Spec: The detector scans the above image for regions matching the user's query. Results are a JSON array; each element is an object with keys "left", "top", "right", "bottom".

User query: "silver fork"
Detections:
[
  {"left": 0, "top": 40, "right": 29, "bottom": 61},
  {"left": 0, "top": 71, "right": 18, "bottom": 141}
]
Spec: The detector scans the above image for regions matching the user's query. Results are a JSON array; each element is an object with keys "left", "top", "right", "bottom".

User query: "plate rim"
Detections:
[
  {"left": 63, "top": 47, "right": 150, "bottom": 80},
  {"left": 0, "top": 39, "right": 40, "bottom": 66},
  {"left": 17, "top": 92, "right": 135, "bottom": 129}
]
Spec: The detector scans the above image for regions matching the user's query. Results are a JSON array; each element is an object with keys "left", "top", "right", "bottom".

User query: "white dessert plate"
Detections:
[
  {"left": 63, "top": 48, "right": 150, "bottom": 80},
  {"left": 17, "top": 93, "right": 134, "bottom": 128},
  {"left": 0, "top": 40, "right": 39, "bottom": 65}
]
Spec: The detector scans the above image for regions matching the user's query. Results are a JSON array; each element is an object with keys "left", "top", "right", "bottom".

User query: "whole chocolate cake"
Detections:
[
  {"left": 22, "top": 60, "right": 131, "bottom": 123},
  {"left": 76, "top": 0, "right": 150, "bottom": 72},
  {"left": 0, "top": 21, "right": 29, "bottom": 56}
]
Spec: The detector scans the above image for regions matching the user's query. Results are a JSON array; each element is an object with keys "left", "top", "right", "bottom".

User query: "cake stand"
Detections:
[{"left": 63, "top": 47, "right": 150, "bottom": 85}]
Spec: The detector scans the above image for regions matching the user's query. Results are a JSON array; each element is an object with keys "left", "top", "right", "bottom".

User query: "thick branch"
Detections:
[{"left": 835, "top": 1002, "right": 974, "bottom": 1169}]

● TASK GOAL: Reproduce the entire listing above, character for character, with nothing added or left out.

● THE SOLUTION:
Spec: The detector scans the above image for regions matching the user's query. Results are a JSON array; each element is an object with keys "left", "top", "right", "bottom".

User query: "silver fork"
Detections:
[
  {"left": 0, "top": 40, "right": 29, "bottom": 61},
  {"left": 0, "top": 71, "right": 18, "bottom": 141}
]
Spec: The detector scans the above image for regions matching the user's query. Results are a JSON array; each element is an object with keys "left", "top", "right", "bottom".

User query: "plate rim"
Detections:
[
  {"left": 63, "top": 47, "right": 150, "bottom": 80},
  {"left": 0, "top": 39, "right": 40, "bottom": 66},
  {"left": 17, "top": 92, "right": 135, "bottom": 129}
]
Spec: The detector scans the above image for regions matching the user's query. Results are a JSON array; each element is an object with keys "left", "top", "right", "bottom".

User query: "white dessert plate"
Detections:
[
  {"left": 63, "top": 48, "right": 150, "bottom": 80},
  {"left": 17, "top": 93, "right": 134, "bottom": 128},
  {"left": 0, "top": 40, "right": 39, "bottom": 65}
]
Spec: The detector scans the above image for regions matching the user's query. Results are a JSON array; each element is an object with keys "left", "top", "right", "bottom".

User query: "whole chocolate cake"
Detections:
[
  {"left": 22, "top": 60, "right": 131, "bottom": 123},
  {"left": 76, "top": 0, "right": 150, "bottom": 72},
  {"left": 0, "top": 21, "right": 29, "bottom": 56}
]
Spec: The detector scans the above image for regions matching the user's query. Results are a JSON array; each element is an object with keys "left", "top", "right", "bottom".

User query: "cake stand"
Detections:
[{"left": 63, "top": 47, "right": 150, "bottom": 85}]
Spec: The detector scans the above image for regions matching the user's query. Results are a JSON array; each element is an object with keys "left", "top", "right", "bottom".

User query: "thick branch"
Detections:
[{"left": 835, "top": 1002, "right": 974, "bottom": 1169}]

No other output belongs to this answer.